**DIRECTION 1**: According to the article on Chebyshev's linkages, who invented the pantograph?
**DIRECTION 2**: Reproduce the article on Chebyshev's linkages word for word from "On the occasion" up to and including "engineering since antiquity.".

**TEXT TO READ**:
──────────
Math and Motion:
A look at Chebyshev’s Works on Linkages

On the occasion of the 200th year of Pafnuty Lvovich Chebyshev’s birth, we survey his works on mechanical linkages. Let us first explain the main object considered in this paper. A mechanical linkage is a set of rigid bars connected with each other at the ends by revolving hinges. This construction can move and bend in the hinges and take different configurations. A natural example of a linkage is an arm of a human or a leg of an animal with its bones as bars and joints as links. The main purpose of linkages is to produce different kinds of motions, and humankind has been using them in engineering since antiquity.

Several important inventions in this field were made in Europe during the Middle Ages, the Renaissance and also in modern times. For example, the pantograph—a tool for copying and scaling writings and drawings—was invented in the beginning of the 17th century by Christoph Scheiner (an illustration from his book Pantografice is represented in Fig. 1). But the most remarkable progress in the study and creation of mechanical linkages was made in Europe in the 19th century, when all branches of mechanics and engineering started developing rapidly as part of the Industrial Revolution. The geometrical and analytical properties of these mechanisms also gave a new impetus for research in purely mathematical fields, and this process was continued later in the 20th century. In the rest of this paper we survey the work in this field made by Chebyshev, one of the most influential 19th century mathematicians, and examine the connections between these results and the work of other scientists. For the convenience of the reader, we shall avoid technical details. Most of the illustrations are taken from Chebyshev’s original papers.
──────────
**DATASET EXCERPTS**:
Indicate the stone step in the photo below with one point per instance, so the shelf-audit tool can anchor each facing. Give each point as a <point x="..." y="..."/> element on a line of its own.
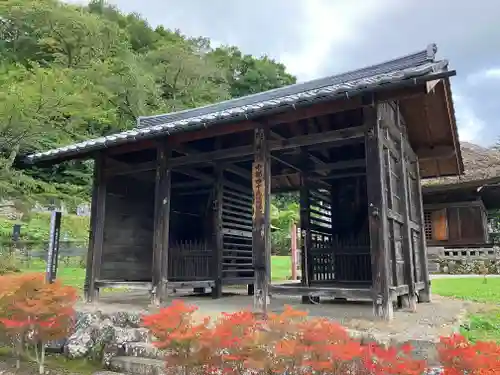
<point x="143" y="349"/>
<point x="138" y="365"/>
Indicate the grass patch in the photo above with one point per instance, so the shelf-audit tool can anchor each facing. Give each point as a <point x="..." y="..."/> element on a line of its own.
<point x="54" y="363"/>
<point x="35" y="226"/>
<point x="471" y="289"/>
<point x="281" y="267"/>
<point x="484" y="326"/>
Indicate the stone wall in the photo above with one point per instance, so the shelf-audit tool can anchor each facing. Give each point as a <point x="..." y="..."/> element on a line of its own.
<point x="464" y="260"/>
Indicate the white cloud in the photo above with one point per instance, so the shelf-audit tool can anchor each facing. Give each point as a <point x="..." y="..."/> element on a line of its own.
<point x="482" y="75"/>
<point x="327" y="26"/>
<point x="469" y="124"/>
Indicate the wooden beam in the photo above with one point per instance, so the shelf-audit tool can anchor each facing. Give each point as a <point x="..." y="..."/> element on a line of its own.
<point x="437" y="152"/>
<point x="132" y="147"/>
<point x="377" y="205"/>
<point x="116" y="168"/>
<point x="261" y="186"/>
<point x="313" y="158"/>
<point x="295" y="142"/>
<point x="97" y="228"/>
<point x="186" y="150"/>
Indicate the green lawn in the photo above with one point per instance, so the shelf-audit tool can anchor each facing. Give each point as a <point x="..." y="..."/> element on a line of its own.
<point x="472" y="289"/>
<point x="281" y="267"/>
<point x="481" y="326"/>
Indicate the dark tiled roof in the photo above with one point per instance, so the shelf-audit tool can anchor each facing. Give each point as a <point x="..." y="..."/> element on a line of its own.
<point x="420" y="64"/>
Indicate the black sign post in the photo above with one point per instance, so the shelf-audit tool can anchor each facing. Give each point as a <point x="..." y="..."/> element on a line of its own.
<point x="16" y="232"/>
<point x="53" y="252"/>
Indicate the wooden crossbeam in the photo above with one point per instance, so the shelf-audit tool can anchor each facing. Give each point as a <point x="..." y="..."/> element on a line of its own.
<point x="276" y="145"/>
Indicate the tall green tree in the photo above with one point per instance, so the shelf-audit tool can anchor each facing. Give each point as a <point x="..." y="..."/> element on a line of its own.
<point x="68" y="73"/>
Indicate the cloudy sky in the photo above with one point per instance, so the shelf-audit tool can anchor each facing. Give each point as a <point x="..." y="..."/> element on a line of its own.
<point x="316" y="38"/>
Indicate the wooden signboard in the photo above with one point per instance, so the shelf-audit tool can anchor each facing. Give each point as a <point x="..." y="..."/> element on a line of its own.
<point x="53" y="251"/>
<point x="259" y="202"/>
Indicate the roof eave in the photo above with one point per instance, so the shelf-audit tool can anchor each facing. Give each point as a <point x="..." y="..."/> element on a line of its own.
<point x="153" y="132"/>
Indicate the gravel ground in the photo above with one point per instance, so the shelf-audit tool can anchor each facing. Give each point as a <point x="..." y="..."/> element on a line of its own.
<point x="441" y="317"/>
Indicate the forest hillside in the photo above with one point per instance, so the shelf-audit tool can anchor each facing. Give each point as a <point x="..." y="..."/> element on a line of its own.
<point x="69" y="73"/>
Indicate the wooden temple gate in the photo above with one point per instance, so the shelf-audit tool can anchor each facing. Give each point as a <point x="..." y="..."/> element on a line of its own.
<point x="176" y="207"/>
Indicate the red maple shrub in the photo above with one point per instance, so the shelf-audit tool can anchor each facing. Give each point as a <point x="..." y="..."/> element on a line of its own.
<point x="459" y="356"/>
<point x="291" y="343"/>
<point x="34" y="312"/>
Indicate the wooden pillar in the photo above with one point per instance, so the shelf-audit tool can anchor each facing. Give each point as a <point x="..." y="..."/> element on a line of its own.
<point x="377" y="211"/>
<point x="409" y="301"/>
<point x="261" y="186"/>
<point x="161" y="224"/>
<point x="293" y="248"/>
<point x="96" y="235"/>
<point x="218" y="235"/>
<point x="305" y="230"/>
<point x="425" y="294"/>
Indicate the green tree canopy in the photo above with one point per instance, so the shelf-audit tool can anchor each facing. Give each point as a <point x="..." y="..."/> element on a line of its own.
<point x="69" y="73"/>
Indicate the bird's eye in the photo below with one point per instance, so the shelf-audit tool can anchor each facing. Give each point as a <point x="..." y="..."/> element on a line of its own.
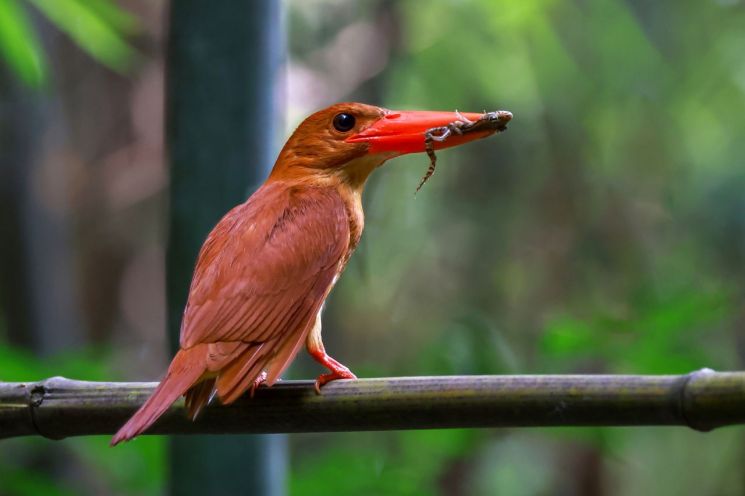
<point x="344" y="122"/>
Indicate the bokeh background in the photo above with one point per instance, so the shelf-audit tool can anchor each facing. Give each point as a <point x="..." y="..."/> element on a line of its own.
<point x="604" y="232"/>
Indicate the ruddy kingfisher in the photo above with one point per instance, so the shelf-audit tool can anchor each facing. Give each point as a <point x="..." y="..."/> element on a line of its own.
<point x="267" y="267"/>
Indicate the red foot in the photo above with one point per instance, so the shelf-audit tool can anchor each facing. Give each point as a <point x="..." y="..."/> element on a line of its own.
<point x="257" y="382"/>
<point x="338" y="371"/>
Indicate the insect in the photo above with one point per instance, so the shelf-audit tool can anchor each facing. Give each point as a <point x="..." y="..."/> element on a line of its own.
<point x="490" y="121"/>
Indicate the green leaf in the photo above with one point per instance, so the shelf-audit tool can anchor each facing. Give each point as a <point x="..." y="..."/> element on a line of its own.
<point x="20" y="46"/>
<point x="93" y="26"/>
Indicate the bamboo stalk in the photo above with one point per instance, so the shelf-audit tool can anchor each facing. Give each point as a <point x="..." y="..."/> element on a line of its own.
<point x="703" y="400"/>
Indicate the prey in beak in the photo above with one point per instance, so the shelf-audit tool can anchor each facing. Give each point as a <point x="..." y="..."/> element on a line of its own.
<point x="402" y="132"/>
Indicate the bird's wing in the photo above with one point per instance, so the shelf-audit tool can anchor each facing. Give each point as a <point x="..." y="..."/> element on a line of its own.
<point x="266" y="268"/>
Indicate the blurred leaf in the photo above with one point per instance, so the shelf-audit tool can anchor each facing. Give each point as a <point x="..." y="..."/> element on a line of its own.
<point x="18" y="365"/>
<point x="138" y="467"/>
<point x="19" y="44"/>
<point x="95" y="27"/>
<point x="20" y="482"/>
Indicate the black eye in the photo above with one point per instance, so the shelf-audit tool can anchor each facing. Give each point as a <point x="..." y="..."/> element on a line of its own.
<point x="344" y="122"/>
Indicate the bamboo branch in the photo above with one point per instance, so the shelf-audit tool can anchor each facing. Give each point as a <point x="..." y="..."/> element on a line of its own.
<point x="56" y="408"/>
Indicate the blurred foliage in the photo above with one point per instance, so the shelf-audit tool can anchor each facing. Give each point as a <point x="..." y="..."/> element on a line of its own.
<point x="137" y="468"/>
<point x="99" y="27"/>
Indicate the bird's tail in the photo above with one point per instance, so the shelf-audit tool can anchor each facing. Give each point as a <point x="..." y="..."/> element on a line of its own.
<point x="185" y="370"/>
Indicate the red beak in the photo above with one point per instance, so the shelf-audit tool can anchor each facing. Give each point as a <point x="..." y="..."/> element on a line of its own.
<point x="404" y="132"/>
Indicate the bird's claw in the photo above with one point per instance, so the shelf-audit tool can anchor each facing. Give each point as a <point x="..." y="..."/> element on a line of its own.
<point x="261" y="379"/>
<point x="336" y="373"/>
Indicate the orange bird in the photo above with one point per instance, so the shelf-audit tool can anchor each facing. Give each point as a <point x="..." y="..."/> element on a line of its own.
<point x="266" y="268"/>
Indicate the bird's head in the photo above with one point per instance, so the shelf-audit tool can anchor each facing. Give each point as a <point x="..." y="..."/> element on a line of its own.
<point x="347" y="141"/>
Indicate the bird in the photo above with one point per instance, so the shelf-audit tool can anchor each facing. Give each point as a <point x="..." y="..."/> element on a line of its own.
<point x="265" y="270"/>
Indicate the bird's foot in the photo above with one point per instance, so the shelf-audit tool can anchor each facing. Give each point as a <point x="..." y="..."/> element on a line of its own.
<point x="338" y="371"/>
<point x="257" y="382"/>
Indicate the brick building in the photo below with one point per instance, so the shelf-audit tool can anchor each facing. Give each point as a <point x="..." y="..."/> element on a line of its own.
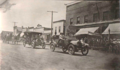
<point x="58" y="27"/>
<point x="87" y="12"/>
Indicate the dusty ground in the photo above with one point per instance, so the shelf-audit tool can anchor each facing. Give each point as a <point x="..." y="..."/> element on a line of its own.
<point x="17" y="57"/>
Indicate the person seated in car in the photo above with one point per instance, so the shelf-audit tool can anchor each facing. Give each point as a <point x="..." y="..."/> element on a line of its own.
<point x="61" y="39"/>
──────────
**FULL SOLUTION 1**: Christoph Scheiner invented the pantograph at the beginning of the 17th century.

**FULL SOLUTION 2**:
On the occasion of the 200th year of Pafnuty Lvovich Chebyshev’s birth, we survey his works on mechanical linkages. Let us first explain the main object considered in this paper. A mechanical linkage is a set of rigid bars connected with each other at the ends by revolving hinges. This construction can move and bend in the hinges and take different configurations. A natural example of a linkage is an arm of a human or a leg of an animal with its bones as bars and joints as links. The main purpose of linkages is to produce different kinds of motions, and humankind has been using them in engineering since antiquity.